▸ **WORK INSTRUCTION**
Return an exact copy of the entries, skipping any picture you find.

▸ **SUPPLIED DATA**
____________________

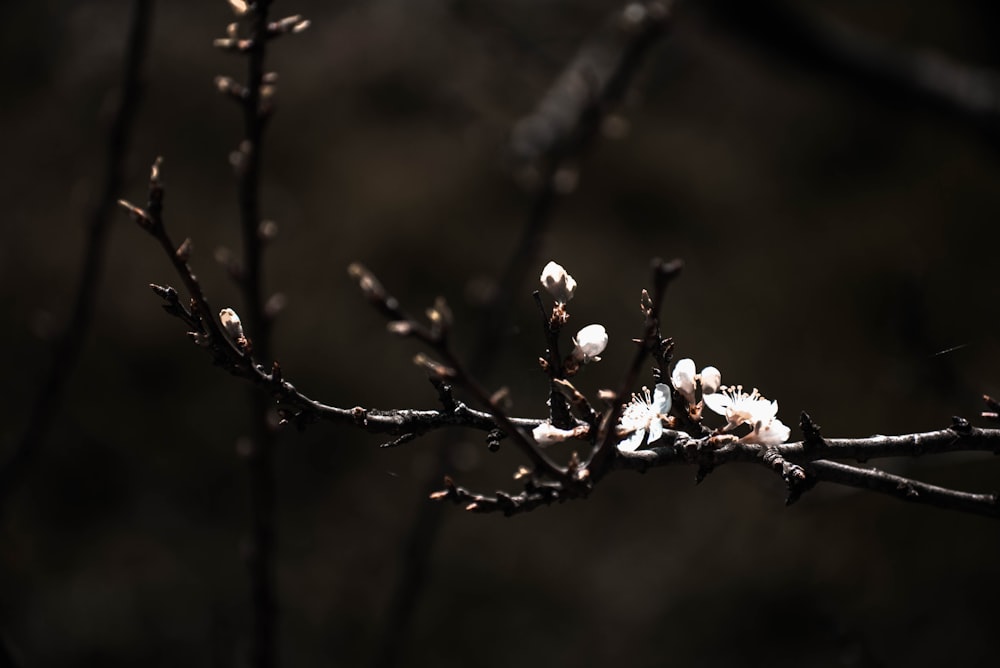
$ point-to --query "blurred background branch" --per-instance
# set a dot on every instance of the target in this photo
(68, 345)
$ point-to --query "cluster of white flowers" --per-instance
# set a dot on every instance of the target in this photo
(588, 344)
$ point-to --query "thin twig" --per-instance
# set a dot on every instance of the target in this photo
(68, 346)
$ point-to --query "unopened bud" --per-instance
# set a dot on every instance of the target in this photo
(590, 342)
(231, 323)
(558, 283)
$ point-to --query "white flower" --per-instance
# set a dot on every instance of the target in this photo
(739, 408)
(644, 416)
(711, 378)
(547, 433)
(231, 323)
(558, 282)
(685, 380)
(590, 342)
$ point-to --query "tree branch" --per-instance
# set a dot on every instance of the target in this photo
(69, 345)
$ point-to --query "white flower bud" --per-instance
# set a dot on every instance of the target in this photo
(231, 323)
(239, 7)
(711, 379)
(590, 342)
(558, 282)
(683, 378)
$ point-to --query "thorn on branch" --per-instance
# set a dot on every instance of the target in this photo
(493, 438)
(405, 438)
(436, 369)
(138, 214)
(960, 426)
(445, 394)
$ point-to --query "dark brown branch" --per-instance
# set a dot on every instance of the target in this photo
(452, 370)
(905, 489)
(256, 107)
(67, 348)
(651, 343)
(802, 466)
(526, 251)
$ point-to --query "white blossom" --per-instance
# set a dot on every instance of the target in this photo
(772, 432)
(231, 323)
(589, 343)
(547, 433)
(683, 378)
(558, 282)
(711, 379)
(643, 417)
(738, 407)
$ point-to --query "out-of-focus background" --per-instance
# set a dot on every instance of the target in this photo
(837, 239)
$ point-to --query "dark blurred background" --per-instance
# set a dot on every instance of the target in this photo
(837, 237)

____________________

▸ **ANSWER SECTION**
$ point-to --query "blurred background branch" --per-instance
# set a dot on every instance of the target in this photo
(68, 345)
$ point-to --query "cluster of white flowers" --per-instance
# set a dot on every instance of the target in this photo
(588, 344)
$ point-to --query "thin twig" --per-instance
# set a dot on every instance of the target in this photo
(68, 346)
$ point-to --query "unopened bud" --per-instance
# set a dot on every instance of the target in this photo
(590, 342)
(231, 323)
(558, 283)
$ point-to --query "white flower" --per-instance
# set a dot on every instance of the target in this photo
(739, 408)
(644, 416)
(711, 378)
(547, 433)
(231, 323)
(558, 282)
(685, 380)
(590, 342)
$ point-to --query "tree branch" --per-instance
# set a dot on every instance of the target in this photo
(69, 345)
$ point-to --query "white flower bud" --per-instance
# set a dot on every instance of the target in this photo
(231, 323)
(239, 7)
(711, 379)
(590, 342)
(558, 282)
(683, 378)
$ point-to --query "thorn on branch" --per-instance
# set a dot on every instance of the target in this photo
(493, 438)
(405, 438)
(436, 369)
(138, 214)
(960, 426)
(445, 394)
$ point-to --query "dark brown branch" --per-instance
# set a dot on every instance of the target in this photo
(452, 370)
(905, 489)
(256, 107)
(67, 348)
(651, 343)
(802, 466)
(526, 251)
$ point-to --query "white blossom" --per-instance
# set a dot on every instance of the target in this photo
(772, 432)
(231, 323)
(589, 343)
(547, 433)
(683, 378)
(558, 282)
(711, 379)
(643, 417)
(738, 407)
$ point-to --query "out-of-focus background" --per-instance
# set a dot on every instance of the target in this photo
(837, 239)
$ point-to --query "dark blurred background" --per-instance
# set a dot on every instance of the target in this photo
(837, 237)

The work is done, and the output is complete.